▶ _REQUIRED ACTION_: The entries that follow must be given again exactly, with the pictures excluded.

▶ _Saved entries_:
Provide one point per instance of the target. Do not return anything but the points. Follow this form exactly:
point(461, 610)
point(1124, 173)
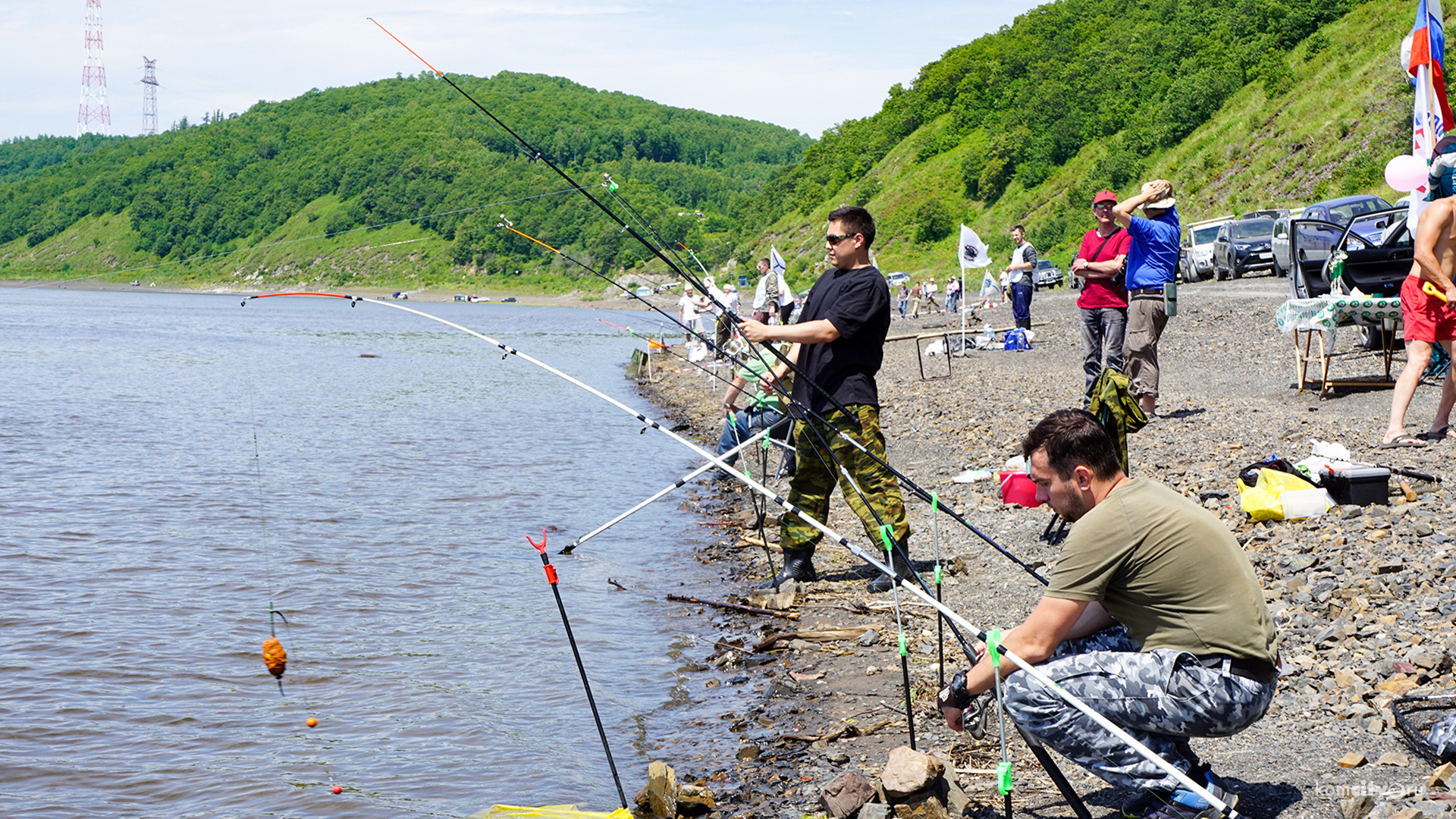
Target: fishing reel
point(976, 711)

▶ _WORKED SOLUTION_:
Provide one point per instance of the target. Do not return anything but the points. Follow this form exactly:
point(461, 610)
point(1124, 173)
Target: fishing reel
point(976, 711)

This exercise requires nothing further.